__Data supplied__
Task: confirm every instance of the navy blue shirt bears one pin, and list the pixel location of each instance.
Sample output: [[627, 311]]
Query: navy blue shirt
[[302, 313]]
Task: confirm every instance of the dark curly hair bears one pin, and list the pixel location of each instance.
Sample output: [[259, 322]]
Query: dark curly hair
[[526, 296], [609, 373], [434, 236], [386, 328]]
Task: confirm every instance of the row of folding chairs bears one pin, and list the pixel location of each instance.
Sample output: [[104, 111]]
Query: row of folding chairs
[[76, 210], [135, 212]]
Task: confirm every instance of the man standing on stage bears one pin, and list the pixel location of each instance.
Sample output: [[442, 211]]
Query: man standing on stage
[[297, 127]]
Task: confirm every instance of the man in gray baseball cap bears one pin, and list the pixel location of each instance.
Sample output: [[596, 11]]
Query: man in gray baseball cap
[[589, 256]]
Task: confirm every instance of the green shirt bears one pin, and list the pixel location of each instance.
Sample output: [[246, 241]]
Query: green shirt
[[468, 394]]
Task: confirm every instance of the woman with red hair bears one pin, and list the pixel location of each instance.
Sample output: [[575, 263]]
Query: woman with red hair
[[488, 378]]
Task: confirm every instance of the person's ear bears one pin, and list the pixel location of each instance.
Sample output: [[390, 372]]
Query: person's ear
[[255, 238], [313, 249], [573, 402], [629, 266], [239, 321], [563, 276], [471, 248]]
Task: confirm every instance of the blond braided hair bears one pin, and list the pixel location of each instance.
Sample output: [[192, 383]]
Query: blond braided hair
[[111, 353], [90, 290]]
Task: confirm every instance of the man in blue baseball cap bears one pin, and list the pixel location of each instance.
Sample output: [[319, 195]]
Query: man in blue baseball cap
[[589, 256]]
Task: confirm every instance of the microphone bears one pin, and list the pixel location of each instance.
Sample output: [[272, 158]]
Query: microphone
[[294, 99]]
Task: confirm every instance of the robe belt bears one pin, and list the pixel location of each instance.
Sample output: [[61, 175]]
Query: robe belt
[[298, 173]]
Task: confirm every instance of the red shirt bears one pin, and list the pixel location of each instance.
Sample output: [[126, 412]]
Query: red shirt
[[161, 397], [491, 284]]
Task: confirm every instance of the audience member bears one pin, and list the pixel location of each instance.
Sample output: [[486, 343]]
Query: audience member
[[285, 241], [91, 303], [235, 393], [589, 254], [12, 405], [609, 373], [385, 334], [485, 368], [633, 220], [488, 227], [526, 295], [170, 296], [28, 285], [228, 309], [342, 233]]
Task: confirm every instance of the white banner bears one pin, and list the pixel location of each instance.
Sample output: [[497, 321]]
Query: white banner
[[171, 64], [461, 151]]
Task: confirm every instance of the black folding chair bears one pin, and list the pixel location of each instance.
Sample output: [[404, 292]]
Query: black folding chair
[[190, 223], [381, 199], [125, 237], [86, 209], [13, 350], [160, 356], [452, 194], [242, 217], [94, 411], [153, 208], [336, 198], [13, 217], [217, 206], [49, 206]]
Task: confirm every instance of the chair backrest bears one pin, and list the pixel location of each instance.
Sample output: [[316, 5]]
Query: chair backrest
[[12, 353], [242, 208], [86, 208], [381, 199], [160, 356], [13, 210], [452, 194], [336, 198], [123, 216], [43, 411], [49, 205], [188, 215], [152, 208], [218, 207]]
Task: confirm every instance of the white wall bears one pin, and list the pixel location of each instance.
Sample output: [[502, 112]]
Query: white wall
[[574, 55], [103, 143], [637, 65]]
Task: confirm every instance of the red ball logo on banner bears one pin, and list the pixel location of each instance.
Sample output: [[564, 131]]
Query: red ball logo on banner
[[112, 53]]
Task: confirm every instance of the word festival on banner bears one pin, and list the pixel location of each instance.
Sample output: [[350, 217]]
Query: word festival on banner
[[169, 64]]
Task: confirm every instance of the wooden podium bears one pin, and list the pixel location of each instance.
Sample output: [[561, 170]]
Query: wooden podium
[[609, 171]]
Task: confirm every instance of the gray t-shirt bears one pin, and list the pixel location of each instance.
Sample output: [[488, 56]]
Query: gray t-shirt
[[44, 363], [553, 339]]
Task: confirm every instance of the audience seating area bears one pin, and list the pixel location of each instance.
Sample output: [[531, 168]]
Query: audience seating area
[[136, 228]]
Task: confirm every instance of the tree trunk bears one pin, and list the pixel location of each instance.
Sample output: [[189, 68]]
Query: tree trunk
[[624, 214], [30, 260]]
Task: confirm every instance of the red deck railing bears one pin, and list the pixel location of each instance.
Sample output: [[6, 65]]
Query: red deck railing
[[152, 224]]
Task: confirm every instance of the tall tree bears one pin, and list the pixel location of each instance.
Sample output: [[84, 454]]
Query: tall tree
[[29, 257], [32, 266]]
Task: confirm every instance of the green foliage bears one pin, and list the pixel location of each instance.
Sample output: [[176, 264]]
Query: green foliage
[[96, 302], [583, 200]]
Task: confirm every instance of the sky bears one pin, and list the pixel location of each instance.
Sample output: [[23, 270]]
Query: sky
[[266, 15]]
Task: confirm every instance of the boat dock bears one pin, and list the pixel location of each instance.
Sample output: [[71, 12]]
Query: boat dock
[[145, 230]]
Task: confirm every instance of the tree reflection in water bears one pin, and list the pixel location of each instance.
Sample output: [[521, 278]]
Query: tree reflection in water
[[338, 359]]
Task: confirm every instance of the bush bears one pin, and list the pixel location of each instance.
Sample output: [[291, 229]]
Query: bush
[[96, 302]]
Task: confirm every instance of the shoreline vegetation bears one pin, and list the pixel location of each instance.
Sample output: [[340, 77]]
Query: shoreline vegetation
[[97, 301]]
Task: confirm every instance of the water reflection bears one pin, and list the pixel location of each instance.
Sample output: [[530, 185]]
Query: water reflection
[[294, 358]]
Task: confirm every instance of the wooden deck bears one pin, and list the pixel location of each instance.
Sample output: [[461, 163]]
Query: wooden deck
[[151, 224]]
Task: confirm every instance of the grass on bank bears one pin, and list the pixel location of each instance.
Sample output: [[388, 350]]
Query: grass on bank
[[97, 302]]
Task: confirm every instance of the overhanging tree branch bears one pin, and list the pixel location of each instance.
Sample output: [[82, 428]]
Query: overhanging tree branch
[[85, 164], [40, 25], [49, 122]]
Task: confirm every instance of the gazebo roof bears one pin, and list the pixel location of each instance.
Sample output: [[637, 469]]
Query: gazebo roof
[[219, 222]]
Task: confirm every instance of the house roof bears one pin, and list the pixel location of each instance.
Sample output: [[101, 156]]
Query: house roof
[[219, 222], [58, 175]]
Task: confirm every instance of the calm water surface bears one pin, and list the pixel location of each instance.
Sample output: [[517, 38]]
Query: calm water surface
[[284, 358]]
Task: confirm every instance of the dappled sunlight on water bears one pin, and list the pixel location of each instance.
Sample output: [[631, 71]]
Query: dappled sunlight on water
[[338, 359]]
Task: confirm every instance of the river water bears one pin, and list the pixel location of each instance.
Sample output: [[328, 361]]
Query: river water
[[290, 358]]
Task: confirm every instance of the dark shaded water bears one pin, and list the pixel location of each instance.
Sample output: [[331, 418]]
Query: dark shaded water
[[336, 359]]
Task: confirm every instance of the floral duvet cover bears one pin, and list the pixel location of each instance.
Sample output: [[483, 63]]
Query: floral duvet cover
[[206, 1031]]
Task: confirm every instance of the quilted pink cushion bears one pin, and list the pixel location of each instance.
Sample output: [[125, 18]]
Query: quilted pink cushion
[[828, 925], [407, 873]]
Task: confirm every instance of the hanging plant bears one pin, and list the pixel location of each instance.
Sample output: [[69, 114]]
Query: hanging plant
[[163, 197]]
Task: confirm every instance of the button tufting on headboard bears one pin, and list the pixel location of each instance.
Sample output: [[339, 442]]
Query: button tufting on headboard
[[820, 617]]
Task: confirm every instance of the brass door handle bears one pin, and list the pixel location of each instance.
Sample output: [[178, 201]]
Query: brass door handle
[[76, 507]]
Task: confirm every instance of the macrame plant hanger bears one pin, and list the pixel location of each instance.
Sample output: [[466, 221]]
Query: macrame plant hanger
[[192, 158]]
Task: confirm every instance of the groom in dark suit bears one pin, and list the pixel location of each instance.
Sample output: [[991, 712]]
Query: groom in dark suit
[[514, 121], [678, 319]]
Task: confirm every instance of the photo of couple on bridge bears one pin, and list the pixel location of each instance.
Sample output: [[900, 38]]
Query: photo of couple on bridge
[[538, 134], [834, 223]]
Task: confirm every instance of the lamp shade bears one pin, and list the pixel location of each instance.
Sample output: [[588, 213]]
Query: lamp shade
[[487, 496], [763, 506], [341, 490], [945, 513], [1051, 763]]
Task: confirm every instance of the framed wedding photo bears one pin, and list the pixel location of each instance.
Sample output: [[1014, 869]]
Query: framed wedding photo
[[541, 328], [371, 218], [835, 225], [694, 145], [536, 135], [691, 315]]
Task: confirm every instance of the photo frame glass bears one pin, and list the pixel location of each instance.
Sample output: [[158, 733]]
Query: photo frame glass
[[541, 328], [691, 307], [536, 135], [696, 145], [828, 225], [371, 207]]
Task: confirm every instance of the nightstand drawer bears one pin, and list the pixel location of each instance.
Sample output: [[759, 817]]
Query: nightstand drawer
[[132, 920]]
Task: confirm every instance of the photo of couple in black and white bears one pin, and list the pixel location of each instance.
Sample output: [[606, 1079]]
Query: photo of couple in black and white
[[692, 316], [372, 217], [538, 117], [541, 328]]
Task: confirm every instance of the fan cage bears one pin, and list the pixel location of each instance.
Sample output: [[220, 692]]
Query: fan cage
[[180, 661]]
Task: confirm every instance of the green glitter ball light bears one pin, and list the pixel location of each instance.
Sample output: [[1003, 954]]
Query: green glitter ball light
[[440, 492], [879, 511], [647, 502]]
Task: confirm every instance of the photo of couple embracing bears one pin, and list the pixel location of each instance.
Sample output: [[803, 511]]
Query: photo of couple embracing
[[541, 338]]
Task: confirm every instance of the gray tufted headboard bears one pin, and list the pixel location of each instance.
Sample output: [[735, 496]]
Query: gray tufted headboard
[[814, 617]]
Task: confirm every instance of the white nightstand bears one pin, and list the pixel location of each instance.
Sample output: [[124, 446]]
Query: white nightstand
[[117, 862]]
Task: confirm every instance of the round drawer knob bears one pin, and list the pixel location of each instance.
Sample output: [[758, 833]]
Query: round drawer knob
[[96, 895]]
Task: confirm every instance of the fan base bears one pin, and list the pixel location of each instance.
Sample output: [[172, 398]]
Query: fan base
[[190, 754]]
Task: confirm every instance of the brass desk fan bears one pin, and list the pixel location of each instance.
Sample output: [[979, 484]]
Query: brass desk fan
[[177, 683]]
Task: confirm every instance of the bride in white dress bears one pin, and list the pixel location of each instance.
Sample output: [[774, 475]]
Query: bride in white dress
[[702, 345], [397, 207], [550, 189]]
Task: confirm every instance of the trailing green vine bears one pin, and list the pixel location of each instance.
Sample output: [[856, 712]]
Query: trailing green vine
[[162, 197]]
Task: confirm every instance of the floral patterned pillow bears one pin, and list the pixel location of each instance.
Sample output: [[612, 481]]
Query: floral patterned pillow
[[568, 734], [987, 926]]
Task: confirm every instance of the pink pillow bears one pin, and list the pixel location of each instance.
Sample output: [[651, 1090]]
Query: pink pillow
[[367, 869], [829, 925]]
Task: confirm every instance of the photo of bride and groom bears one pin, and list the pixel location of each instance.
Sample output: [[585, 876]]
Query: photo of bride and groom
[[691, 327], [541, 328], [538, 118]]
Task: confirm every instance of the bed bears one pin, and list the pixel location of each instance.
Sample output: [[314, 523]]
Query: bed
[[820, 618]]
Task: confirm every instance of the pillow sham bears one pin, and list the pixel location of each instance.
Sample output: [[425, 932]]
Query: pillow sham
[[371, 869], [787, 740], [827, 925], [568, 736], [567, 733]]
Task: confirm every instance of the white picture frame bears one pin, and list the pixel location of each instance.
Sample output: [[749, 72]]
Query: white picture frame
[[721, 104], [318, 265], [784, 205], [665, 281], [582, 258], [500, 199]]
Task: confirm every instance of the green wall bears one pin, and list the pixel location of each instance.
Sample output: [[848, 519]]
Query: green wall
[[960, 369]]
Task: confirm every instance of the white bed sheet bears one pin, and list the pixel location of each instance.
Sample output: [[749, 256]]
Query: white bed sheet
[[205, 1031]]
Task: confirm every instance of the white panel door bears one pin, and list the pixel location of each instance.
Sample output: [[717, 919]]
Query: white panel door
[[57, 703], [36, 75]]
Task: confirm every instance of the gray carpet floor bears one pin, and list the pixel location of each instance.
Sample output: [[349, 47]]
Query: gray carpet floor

__Problem to solve__
Begin with the line that contains "Task: confirm every instance of the green wall" and quote each line after it exactly, stopping after the last line of the data.

__Answer for the task__
Task: confirm every instance of the green wall bears one pin, and list the pixel location of each instance.
Sample output: [[848, 519]]
Query: green wall
[[960, 369]]
Task: confirm every instance of the white bed sheet bears one pin, and list the pixel location of each instance.
Sample output: [[749, 256]]
Query: white bed sheet
[[205, 1031]]
Task: confirm every instance of the white panel door bears one pin, and list the pixel location of each instance.
Sample output: [[717, 919]]
Query: white panel door
[[57, 703], [36, 75]]
Task: confirm every instance of the gray carpet floor bears one pin, and list the pixel location of each instance.
Sample output: [[349, 47]]
Query: gray carpet floor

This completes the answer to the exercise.